Exercise description: What you hand back must match the listing exactly.
%%
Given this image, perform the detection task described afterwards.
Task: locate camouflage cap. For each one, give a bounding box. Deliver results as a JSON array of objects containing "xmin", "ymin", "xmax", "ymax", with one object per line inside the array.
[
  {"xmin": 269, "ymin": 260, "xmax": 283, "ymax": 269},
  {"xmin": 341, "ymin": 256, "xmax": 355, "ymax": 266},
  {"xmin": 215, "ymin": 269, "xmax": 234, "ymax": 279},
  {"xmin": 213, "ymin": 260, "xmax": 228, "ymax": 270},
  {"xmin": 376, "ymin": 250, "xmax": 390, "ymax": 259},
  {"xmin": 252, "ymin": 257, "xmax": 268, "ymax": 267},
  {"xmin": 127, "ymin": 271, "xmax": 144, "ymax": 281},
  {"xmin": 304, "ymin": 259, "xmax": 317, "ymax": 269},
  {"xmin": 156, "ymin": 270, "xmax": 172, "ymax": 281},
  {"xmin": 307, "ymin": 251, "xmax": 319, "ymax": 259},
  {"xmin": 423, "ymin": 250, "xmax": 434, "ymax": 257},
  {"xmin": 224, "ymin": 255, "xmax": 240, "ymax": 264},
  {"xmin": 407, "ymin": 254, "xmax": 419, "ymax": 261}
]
%%
Result:
Given this image, perform the detection task described afterwards.
Task: locate camouflage cap. For each one, give a bounding box. Deliver results as a JSON array of objects containing "xmin", "ymin", "xmax", "ymax", with one object per line inside the array.
[
  {"xmin": 269, "ymin": 260, "xmax": 283, "ymax": 269},
  {"xmin": 341, "ymin": 256, "xmax": 355, "ymax": 266},
  {"xmin": 215, "ymin": 269, "xmax": 234, "ymax": 279},
  {"xmin": 213, "ymin": 260, "xmax": 228, "ymax": 270},
  {"xmin": 376, "ymin": 250, "xmax": 390, "ymax": 259},
  {"xmin": 252, "ymin": 257, "xmax": 268, "ymax": 267},
  {"xmin": 127, "ymin": 271, "xmax": 144, "ymax": 281},
  {"xmin": 304, "ymin": 259, "xmax": 317, "ymax": 269},
  {"xmin": 156, "ymin": 270, "xmax": 172, "ymax": 281},
  {"xmin": 307, "ymin": 251, "xmax": 319, "ymax": 259},
  {"xmin": 423, "ymin": 250, "xmax": 434, "ymax": 257},
  {"xmin": 224, "ymin": 255, "xmax": 240, "ymax": 264},
  {"xmin": 407, "ymin": 254, "xmax": 419, "ymax": 261}
]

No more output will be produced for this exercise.